* WRITTEN REQUEST 1 *
Translate this sentence from the documentary description into Spanish: "Deliberate efforts must be made in order to preserve the past."
* WRITTEN REQUEST 2 *
From the documentary description, reproduce the passage starting at "- Directed by: Oeke" and ending at "industry of remembrance.".
* WRITTEN REQUEST 3 *
Carry on the documentary description of The Holocaust Experience from the point where it stops.

======== SUPPLIED TEXT

- Directed by: Oeke Hoogendijk
- Release date: 2003;
- Running time: 50 minutes
- Language: English

= The Holocaust Experience =

The Holocaust Experience is a 2003 documentary by Oeke Hoogendijk that takes a serious, slightly critical, look at Holocaust museums around the globe. The film asks where the line between remembering the genocide and exploiting the dead lies and if it's already been crossed.

==Summary==
Putting Holocaust victims' hair on display became a controversial exhibit for the United States Holocaust Museum, when survivors protested that the display would be an exploitation of those who had died. The Holocaust Experience looks at this and other moral questions surrounding what has become an industry of remembrance.

Sixty years after the Holocaust, survivors are dying and concentration camp infrastructure is beginning to decay. Deliberate efforts must be made in order to preserve the past. Few would argue the importance of remembering; but is there something wrong with learning about the Holocaust through blockbuster films, or with hopping off a tour bus, in fanny pack and sunscreen, into a concentration camp?

================
======== RAW RECORDS

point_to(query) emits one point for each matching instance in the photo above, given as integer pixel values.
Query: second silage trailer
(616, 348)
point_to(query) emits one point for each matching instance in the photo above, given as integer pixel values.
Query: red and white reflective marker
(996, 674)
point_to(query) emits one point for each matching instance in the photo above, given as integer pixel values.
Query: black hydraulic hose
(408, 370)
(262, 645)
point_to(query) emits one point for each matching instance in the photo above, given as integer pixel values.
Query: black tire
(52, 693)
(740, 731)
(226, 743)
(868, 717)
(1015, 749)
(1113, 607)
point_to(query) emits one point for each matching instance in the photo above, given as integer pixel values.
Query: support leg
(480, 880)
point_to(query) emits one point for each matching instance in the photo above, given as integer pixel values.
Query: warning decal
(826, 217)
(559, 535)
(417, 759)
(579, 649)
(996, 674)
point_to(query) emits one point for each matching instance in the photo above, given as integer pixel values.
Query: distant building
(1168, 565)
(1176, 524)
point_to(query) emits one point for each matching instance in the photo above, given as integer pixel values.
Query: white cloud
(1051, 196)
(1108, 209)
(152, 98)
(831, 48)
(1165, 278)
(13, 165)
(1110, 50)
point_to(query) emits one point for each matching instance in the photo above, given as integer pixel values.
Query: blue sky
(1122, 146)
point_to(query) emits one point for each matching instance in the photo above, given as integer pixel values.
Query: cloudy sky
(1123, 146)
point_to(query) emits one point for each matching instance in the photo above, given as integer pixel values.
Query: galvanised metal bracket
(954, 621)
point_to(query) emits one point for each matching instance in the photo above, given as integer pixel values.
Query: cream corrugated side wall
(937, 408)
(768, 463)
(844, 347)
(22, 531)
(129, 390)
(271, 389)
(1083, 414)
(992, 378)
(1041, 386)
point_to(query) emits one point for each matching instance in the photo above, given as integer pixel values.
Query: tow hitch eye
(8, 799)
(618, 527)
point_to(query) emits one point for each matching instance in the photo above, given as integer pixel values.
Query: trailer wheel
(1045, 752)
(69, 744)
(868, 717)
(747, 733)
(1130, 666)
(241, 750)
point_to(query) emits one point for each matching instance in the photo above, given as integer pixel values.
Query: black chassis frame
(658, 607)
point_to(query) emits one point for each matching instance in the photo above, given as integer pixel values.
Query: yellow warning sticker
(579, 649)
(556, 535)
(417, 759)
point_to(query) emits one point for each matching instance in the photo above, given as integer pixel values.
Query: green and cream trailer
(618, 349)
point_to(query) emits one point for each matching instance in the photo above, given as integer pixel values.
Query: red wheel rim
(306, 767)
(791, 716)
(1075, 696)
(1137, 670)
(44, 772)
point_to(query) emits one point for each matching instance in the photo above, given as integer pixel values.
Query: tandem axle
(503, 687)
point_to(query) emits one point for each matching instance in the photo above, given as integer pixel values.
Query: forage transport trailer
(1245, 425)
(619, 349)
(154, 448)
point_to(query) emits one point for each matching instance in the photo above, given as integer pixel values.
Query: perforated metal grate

================

* TASK OUTPUT 1 *
Se deben hacer esfuerzos deliberados para preservar el pasado.

* TASK OUTPUT 2 *
- Directed by: Oeke Hoogendijk
- Release date: 2003;
- Running time: 50 minutes
- Language: English

= The Holocaust Experience =

The Holocaust Experience is a 2003 documentary by Oeke Hoogendijk that takes a serious, slightly critical, look at Holocaust museums around the globe. The film asks where the line between remembering the genocide and exploiting the dead lies and if it's already been crossed.

==Summary==
Putting Holocaust victims' hair on display became a controversial exhibit for the United States Holocaust Museum, when survivors protested that the display would be an exploitation of those who had died. The Holocaust Experience looks at this and other moral questions surrounding what has become an industry of remembrance.

* TASK OUTPUT 3 *
The Holocaust Experience moves between the noisy, hyper-realistic Holocaust museums in America and the decaying ruins of Auschwitz to quietly critique the role of both as proper memorials. At the Holocaust Museum in Washington D.C., animated tour guides give rehearsed speeches that try to both shock and entertain their groups, while in Poland, tourists arrive at Auschwitz on buses with "Kraków Tours" painted on the side, and pose for pictures at the entrance gate, below the notorious sign reading "Arbeit Macht Frei" (work makes you free).

Auschwitz was once the largest of the Nazi concentration camps, where 1.1 million people were murdered. But sixty years have passed since the world learned of the genocide that took place there, and now the documentary's camera captures icy, poetic shots of beautiful young girls jogging around the camp, little boys playing soccer nearby, and a woman hanging up her laundry to dry right next to its fence. Earth that was stained with the blood of over a million people is now casually trod on every day.

The truth is, survivors agree, if you did not live through the Holocaust, you will never know their fear, and never fully understand the horrors. "I try to paint a picture that will stir them up, get them thinking," a survivor who serves as a tour guide says, "but I never expect the audience to understand what it was like."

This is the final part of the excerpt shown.